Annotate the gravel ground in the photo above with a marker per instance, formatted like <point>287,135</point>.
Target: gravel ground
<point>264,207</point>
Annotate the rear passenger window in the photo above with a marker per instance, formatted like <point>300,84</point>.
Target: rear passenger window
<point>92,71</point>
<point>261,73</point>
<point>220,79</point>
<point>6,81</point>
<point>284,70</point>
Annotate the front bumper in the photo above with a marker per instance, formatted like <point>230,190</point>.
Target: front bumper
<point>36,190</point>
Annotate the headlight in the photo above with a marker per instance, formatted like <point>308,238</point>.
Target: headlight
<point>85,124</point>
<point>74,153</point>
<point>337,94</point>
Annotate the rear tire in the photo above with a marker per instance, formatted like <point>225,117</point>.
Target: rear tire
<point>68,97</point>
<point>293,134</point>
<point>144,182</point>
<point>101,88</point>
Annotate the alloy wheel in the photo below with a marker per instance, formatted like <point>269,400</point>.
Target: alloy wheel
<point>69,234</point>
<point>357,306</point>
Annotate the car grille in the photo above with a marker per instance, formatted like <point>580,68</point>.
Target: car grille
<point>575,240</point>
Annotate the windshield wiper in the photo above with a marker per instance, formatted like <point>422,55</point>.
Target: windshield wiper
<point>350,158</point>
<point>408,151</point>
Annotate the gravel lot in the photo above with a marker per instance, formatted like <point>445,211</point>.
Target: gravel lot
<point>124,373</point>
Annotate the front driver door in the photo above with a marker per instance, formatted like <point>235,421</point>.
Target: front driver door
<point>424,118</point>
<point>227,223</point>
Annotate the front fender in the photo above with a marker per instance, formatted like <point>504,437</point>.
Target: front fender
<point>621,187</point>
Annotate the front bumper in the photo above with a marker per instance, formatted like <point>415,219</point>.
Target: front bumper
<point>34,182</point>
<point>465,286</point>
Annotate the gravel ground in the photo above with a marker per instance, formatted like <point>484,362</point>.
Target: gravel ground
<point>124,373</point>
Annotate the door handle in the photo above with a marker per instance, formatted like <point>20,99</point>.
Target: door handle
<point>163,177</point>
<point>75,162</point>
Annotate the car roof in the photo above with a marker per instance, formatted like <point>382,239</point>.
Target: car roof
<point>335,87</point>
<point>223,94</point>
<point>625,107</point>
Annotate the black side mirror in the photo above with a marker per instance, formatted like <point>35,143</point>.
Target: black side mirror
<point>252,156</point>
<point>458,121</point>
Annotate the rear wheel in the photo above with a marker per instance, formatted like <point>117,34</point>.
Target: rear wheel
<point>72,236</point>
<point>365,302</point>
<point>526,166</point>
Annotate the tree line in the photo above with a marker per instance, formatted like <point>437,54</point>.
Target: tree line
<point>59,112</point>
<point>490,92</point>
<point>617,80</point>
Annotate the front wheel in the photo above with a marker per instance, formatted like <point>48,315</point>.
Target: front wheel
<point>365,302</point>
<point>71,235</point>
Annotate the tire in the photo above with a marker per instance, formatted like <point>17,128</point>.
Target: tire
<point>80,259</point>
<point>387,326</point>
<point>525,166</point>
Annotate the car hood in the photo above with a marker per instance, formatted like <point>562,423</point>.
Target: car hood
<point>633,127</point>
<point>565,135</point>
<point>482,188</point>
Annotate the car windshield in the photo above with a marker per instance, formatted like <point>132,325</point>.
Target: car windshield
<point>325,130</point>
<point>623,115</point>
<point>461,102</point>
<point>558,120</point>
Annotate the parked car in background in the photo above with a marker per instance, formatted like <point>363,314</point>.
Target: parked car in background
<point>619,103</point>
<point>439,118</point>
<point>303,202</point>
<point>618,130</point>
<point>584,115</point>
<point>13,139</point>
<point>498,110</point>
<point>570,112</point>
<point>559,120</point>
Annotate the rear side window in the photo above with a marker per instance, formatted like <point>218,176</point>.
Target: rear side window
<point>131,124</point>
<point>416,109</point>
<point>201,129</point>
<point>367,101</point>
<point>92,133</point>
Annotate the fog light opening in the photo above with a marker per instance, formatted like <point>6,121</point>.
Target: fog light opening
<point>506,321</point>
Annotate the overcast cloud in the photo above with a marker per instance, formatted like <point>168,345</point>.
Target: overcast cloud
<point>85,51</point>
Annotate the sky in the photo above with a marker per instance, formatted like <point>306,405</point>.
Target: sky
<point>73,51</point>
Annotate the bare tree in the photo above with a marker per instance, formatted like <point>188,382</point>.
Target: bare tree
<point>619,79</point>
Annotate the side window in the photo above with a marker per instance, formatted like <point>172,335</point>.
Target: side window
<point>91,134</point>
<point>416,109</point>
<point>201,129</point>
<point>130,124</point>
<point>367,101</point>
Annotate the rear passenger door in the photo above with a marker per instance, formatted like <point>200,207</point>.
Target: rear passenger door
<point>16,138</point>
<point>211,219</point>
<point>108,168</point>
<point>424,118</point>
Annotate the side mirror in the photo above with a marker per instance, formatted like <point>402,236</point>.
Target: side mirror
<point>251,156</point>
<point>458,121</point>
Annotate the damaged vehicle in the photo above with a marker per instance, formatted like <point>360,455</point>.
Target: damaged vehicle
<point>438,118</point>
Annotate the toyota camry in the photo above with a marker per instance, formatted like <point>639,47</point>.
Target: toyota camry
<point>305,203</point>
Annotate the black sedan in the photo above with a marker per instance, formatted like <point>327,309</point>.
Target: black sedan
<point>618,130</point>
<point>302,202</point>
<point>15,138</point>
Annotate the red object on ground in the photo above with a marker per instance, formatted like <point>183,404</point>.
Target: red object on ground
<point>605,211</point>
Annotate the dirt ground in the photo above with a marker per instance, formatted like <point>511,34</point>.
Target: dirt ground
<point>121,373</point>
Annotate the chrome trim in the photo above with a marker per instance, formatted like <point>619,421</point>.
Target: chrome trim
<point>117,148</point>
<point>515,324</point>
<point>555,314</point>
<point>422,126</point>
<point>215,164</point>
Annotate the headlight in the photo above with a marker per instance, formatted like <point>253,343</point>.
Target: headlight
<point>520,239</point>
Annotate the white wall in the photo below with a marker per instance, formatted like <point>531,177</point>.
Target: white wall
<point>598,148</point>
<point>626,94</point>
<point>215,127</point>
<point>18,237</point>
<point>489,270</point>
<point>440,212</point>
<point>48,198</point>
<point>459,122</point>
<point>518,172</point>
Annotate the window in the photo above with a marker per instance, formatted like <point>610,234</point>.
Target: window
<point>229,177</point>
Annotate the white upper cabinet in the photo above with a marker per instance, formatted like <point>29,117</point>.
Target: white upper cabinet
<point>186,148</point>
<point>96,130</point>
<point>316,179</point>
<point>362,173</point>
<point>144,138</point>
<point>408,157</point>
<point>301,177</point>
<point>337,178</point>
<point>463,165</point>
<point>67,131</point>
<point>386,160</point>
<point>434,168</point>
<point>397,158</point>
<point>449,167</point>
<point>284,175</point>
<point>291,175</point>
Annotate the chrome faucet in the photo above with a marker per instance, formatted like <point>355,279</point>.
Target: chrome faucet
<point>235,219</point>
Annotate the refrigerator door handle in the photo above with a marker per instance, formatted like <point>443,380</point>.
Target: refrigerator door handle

Problem description:
Print every item above again, word for word, keeping the original order.

Result of this exercise:
Annotate the gravel ground in the photo above with a marker per instance, formatted like <point>287,135</point>.
Target: gravel ground
<point>264,207</point>
Annotate the rear passenger window in the photo above with a marker per instance, formatted like <point>300,84</point>.
Target: rear passenger window
<point>92,71</point>
<point>261,73</point>
<point>220,79</point>
<point>6,81</point>
<point>284,70</point>
Annotate the front bumper in the photo above with a marker per instance, formatted like <point>230,190</point>.
Target: front bumper
<point>36,190</point>
Annotate the headlight in the photo above with a marker per instance, formatted like <point>308,238</point>.
Target: headlight
<point>85,124</point>
<point>74,153</point>
<point>337,94</point>
Annotate the rear tire in the photo above with a marker per instance, formatted like <point>225,117</point>.
Target: rear tire
<point>68,97</point>
<point>293,134</point>
<point>144,182</point>
<point>101,88</point>
Annotate the alloy wheel in the photo below with a marker per instance, formatted like <point>269,400</point>.
Target: alloy wheel
<point>69,234</point>
<point>357,306</point>
Annotate the car grille in the photo above with a marker per instance, formatted like <point>580,68</point>.
Target: car grille
<point>575,240</point>
Annotate the windshield wiper in the photo above with a marker per instance, formatted like <point>422,55</point>.
Target: windshield wiper
<point>350,158</point>
<point>408,151</point>
Annotate the gravel lot in the photo above with a marker per instance, formatted like <point>445,211</point>.
Target: gravel lot
<point>124,373</point>
Annotate the front driver door in the photo above with a marker per instance, formatted like <point>235,421</point>.
Target: front driver door
<point>424,118</point>
<point>227,223</point>
Annotate the front fender in the photo above with a marker per instance, formatted like <point>504,437</point>.
Target: front fender
<point>621,187</point>
Annotate the front bumper in the photo above with a marker per instance, formatted like <point>415,219</point>.
Target: front bumper
<point>34,182</point>
<point>465,286</point>
Annotate the gravel ground in the photo above with a marker per instance, formatted like <point>484,362</point>.
Target: gravel ground
<point>124,373</point>
Annotate the door handle in the photo above with a marker per instance, formatted like <point>20,99</point>.
Target: door handle
<point>163,177</point>
<point>75,162</point>
Annotate the car roof in the photo above with a marker per instance, formatted like <point>382,239</point>.
Target: car roof
<point>335,87</point>
<point>223,94</point>
<point>625,107</point>
Annotate the black side mirror in the photo above with a marker per instance, formatted like <point>35,143</point>.
Target: black side mirror
<point>252,156</point>
<point>458,121</point>
Annotate the rear wheel in the photo above with a marker per instance, formatted like <point>117,34</point>.
Target: rear wheel
<point>72,236</point>
<point>365,302</point>
<point>526,166</point>
Annotate the tree line in the photo above with a marker per instance, formatted like <point>437,54</point>.
Target: tree line
<point>59,112</point>
<point>490,92</point>
<point>617,80</point>
Annotate the front wheel in the photo above with a marker per instance, formatted like <point>48,315</point>.
Target: front wheel
<point>365,302</point>
<point>71,235</point>
Annotate the tire in the photo above with a marker per instance, formatted like <point>17,128</point>.
Target: tire
<point>80,259</point>
<point>387,326</point>
<point>525,166</point>
Annotate the car hood in the photo above with a marker per instance, formatted like <point>562,423</point>.
Target: car hood
<point>633,127</point>
<point>565,135</point>
<point>482,188</point>
Annotate the car windshield in the photo above with a marker per instance, formatted like <point>132,325</point>.
Target: car windshield
<point>325,130</point>
<point>623,115</point>
<point>461,102</point>
<point>558,120</point>
Annotate the parked car in background in the photo above with a marker per instance, formatted like <point>363,314</point>.
Target: parked car in background
<point>619,103</point>
<point>439,118</point>
<point>303,202</point>
<point>618,130</point>
<point>584,115</point>
<point>13,139</point>
<point>498,110</point>
<point>570,112</point>
<point>559,120</point>
Annotate the rear side window in the photo above with a marker per instance, formatted like <point>218,176</point>.
Target: rear side window
<point>131,124</point>
<point>416,109</point>
<point>201,129</point>
<point>367,101</point>
<point>92,133</point>
Annotate the fog light opening in the photo above with a marker per instance, formatted like <point>6,121</point>.
Target: fog light opening
<point>506,321</point>
Annotate the overcast cloud in the photo above with a marker per instance, formatted like <point>168,345</point>.
Target: overcast cloud
<point>85,51</point>
Annotate the sky in the photo above with a marker per instance, formatted like <point>306,405</point>.
Target: sky
<point>73,51</point>
Annotate the bare tree in the photo above with a marker per instance, formatted like <point>188,382</point>.
Target: bare tree
<point>619,79</point>
Annotate the side window in the photo above with a marker per instance, formatted like <point>172,335</point>.
Target: side window
<point>91,134</point>
<point>416,109</point>
<point>201,129</point>
<point>130,124</point>
<point>367,101</point>
Annotate the rear passenger door in the photo above with a marker per instance, formatted like <point>200,207</point>.
Target: rear passenger door
<point>16,138</point>
<point>211,219</point>
<point>108,168</point>
<point>424,118</point>
Annotate the side mirror in the photo above with a marker per instance, formatted like <point>402,236</point>.
Target: side mirror
<point>251,156</point>
<point>458,121</point>
Annotate the damaged vehicle in the photo above with a marker per instance, formatted like <point>360,455</point>.
Target: damaged vehicle
<point>438,118</point>
Annotate the toyota camry in the photo above with a marker per instance, formatted like <point>639,47</point>.
Target: toyota camry
<point>305,203</point>
Annotate the black sedan in the photo above with a marker per instance, formatted like <point>327,309</point>.
Target: black sedan
<point>618,130</point>
<point>302,202</point>
<point>15,138</point>
Annotate the red object on ground in the photo above with a marker per instance, formatted like <point>183,404</point>.
Target: red object on ground
<point>605,211</point>
Annotate the dirt ground in the photo above with a marker per instance, formatted like <point>511,34</point>.
Target: dirt ground
<point>121,373</point>
Annotate the chrome trim in the photo above with a marker per instance, formatted like <point>619,421</point>.
Target: chrome trim
<point>117,148</point>
<point>515,324</point>
<point>555,314</point>
<point>422,126</point>
<point>215,164</point>
Annotate the headlight in the photo above with a marker per instance, formatted like <point>253,343</point>.
Target: headlight
<point>520,239</point>
Annotate the white wall in the photo below with a marker per instance, formatted like <point>531,177</point>.
Target: white wall
<point>598,148</point>
<point>626,94</point>
<point>215,127</point>
<point>18,237</point>
<point>489,270</point>
<point>440,212</point>
<point>48,198</point>
<point>459,122</point>
<point>518,172</point>
Annotate the window in the photo above with a marker per instance, formatted like <point>610,234</point>.
Target: window
<point>229,177</point>
Annotate the white upper cabinet in the photo above with a marker per instance, formatted like <point>29,117</point>.
Target: white upper cabinet
<point>186,148</point>
<point>96,130</point>
<point>316,179</point>
<point>362,173</point>
<point>144,138</point>
<point>408,157</point>
<point>301,177</point>
<point>337,178</point>
<point>463,165</point>
<point>67,131</point>
<point>386,160</point>
<point>434,168</point>
<point>397,158</point>
<point>449,167</point>
<point>284,175</point>
<point>291,175</point>
Annotate the chrome faucet in the photo above with a marker per instance, formatted like <point>355,279</point>.
Target: chrome faucet
<point>235,219</point>
Annotate the refrigerator door handle in the photo above with a marker per instance, formatted like <point>443,380</point>.
Target: refrigerator door handle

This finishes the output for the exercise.